Extract to read start

Tholi Valapu () is a 2001 Indian Telugu-language drama film produced by M. Nageswara Rao under the T. Krishna Memorial Films banner, directed by Muthyala Subbaiah. It stars Gopichand and Sneha, with music composed by Vandemataram Srinivas. This film was the debut of Gopichand. It didn't do so well at the box office and made Gopichand wait for a while to be a hero for his next film. The film has been dubbed into Tamil as Hari and into Hindi as Blast Barood (2009).

Extract to read end
Record extracts start

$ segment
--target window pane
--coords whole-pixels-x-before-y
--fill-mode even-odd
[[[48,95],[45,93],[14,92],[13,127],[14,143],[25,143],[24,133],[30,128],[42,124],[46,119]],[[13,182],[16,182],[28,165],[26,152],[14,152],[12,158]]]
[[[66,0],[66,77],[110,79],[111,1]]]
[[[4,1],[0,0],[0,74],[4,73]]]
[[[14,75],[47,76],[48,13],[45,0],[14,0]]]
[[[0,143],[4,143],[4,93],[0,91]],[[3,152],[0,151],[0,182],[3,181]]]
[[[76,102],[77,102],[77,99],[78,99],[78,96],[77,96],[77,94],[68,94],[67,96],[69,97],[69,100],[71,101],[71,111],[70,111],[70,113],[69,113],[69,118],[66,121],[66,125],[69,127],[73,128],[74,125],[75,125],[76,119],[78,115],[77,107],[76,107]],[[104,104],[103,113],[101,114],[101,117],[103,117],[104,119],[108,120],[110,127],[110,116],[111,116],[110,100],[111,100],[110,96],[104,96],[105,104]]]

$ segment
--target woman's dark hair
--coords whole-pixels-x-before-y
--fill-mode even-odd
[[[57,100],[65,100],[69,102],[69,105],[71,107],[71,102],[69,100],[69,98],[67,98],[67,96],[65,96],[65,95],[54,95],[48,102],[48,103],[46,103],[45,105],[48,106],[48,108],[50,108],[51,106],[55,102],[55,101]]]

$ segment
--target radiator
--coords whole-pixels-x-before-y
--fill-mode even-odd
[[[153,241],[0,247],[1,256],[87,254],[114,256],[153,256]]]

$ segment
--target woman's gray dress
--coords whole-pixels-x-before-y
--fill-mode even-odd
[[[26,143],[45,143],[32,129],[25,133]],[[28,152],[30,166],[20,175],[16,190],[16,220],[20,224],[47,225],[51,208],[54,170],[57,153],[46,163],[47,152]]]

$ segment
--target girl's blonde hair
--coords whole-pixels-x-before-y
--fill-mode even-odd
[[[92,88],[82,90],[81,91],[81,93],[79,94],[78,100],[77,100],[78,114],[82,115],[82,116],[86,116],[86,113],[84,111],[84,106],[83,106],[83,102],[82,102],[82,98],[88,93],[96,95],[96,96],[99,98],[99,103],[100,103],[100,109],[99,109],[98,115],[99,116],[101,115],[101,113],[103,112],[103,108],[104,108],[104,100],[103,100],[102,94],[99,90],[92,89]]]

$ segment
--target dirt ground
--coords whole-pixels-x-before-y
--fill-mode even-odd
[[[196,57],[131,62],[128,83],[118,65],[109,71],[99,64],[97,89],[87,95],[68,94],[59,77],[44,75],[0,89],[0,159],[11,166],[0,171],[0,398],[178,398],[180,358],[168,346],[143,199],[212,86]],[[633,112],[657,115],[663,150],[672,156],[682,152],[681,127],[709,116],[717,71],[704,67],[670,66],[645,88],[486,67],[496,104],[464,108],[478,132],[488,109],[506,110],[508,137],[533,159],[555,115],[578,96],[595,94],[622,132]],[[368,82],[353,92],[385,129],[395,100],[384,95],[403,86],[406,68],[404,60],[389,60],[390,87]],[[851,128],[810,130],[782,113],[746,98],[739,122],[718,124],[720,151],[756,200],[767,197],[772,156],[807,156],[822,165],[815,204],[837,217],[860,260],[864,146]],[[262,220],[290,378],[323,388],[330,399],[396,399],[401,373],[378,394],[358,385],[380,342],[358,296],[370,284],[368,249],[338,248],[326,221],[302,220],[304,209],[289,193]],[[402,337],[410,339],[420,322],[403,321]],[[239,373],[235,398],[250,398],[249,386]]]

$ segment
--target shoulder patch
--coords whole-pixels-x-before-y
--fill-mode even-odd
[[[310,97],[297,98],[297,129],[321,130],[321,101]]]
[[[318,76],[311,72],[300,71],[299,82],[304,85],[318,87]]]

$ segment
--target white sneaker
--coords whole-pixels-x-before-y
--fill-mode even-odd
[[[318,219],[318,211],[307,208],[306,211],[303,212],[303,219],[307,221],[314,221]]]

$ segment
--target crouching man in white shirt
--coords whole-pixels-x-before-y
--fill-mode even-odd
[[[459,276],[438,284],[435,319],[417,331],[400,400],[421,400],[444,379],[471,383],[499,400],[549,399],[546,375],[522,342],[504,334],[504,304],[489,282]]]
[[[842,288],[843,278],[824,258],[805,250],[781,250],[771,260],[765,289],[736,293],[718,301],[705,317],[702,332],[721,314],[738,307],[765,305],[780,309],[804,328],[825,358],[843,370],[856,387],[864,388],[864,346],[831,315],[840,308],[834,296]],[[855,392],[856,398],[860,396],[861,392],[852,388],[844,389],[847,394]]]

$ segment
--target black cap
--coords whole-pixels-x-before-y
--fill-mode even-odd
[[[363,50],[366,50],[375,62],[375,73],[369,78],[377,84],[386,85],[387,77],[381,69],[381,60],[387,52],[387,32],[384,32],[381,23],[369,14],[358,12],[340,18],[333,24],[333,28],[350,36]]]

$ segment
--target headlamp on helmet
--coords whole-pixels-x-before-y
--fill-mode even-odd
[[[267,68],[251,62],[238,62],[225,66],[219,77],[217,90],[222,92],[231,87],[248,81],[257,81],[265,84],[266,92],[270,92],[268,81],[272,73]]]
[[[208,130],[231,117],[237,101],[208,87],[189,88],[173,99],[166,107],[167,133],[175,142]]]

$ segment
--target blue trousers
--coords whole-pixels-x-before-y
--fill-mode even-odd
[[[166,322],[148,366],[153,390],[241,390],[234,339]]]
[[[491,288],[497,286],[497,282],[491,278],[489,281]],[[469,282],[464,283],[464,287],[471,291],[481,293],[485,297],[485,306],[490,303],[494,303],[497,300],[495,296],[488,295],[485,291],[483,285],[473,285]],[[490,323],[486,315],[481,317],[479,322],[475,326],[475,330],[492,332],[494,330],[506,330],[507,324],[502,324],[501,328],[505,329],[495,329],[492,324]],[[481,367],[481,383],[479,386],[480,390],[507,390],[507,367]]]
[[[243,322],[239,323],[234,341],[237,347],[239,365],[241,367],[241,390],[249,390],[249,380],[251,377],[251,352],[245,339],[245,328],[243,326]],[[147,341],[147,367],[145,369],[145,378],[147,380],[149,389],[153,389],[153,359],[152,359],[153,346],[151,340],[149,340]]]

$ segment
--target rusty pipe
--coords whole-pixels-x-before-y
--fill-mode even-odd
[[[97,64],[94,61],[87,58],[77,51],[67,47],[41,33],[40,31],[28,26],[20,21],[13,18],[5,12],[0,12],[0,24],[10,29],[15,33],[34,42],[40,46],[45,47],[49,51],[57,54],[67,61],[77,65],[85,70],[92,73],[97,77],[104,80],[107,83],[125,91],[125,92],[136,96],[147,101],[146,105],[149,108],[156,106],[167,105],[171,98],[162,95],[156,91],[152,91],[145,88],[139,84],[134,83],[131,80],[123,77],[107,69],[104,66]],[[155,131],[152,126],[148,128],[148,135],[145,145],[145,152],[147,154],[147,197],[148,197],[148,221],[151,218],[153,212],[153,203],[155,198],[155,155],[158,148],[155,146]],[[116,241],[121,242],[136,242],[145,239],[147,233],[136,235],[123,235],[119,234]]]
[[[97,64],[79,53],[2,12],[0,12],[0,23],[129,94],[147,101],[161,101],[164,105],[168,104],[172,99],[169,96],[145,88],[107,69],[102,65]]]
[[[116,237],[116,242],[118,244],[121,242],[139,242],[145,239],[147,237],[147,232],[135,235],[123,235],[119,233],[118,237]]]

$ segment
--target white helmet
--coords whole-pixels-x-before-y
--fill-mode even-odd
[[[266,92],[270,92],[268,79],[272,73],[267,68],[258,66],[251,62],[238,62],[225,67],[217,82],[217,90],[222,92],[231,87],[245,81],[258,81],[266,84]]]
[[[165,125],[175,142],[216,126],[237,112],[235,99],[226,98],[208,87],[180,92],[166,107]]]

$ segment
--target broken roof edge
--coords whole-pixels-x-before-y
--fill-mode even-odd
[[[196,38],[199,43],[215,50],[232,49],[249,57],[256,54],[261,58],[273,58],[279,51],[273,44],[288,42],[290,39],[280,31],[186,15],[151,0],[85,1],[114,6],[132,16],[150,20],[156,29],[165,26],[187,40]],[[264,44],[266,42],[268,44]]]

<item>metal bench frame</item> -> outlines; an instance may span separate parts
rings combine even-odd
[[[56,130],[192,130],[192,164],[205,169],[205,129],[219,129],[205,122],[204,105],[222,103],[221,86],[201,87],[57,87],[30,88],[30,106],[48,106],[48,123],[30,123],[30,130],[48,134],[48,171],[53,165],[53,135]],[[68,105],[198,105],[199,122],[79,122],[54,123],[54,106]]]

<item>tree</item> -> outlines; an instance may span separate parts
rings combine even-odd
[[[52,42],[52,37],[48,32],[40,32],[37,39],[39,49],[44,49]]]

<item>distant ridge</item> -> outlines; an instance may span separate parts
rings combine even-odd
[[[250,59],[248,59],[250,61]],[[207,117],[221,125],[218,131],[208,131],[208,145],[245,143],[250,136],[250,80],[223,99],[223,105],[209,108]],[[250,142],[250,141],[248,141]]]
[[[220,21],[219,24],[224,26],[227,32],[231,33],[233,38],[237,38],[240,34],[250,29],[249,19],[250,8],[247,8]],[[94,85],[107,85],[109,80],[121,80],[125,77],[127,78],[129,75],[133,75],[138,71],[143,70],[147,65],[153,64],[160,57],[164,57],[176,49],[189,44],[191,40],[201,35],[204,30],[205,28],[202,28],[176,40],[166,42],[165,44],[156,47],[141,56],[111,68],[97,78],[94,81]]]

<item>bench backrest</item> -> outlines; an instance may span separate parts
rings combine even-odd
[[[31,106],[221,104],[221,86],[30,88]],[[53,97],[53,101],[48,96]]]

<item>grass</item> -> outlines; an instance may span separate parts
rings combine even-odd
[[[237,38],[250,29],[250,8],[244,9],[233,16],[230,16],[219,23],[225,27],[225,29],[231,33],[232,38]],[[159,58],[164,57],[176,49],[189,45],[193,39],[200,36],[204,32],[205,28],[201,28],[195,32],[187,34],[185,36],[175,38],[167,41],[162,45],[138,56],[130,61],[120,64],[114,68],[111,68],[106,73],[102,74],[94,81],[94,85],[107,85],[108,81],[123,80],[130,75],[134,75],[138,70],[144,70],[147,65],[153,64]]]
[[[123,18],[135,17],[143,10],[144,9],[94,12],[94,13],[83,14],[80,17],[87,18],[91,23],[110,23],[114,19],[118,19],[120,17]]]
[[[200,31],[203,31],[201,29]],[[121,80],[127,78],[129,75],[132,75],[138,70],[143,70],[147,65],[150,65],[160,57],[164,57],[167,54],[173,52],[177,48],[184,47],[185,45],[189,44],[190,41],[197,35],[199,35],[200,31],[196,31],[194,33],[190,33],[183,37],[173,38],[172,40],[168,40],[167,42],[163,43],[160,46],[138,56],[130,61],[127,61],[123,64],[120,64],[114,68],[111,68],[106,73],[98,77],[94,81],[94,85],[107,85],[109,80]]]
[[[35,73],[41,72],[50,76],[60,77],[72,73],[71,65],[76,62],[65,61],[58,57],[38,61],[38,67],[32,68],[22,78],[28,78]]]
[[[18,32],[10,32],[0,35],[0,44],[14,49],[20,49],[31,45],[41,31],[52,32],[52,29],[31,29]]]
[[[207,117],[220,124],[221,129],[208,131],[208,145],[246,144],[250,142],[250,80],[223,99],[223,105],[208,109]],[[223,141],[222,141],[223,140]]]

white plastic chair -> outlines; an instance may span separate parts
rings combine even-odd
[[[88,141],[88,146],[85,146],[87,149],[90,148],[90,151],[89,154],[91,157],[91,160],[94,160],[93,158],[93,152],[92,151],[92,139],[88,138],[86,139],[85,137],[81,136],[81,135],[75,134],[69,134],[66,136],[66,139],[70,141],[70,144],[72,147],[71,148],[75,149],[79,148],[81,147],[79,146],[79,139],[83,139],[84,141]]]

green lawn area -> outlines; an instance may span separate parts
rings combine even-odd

Record extracts end

#### Exercises
• A. List every person named in the Tholi Valapu passage.
• B. According to the Tholi Valapu passage, who composed the film's music?

#### Answers given
• A. M. Nageswara Rao, Muthyala Subbaiah, Gopichand, Sneha, Vandemataram Srinivas

• B. Vandemataram Srinivas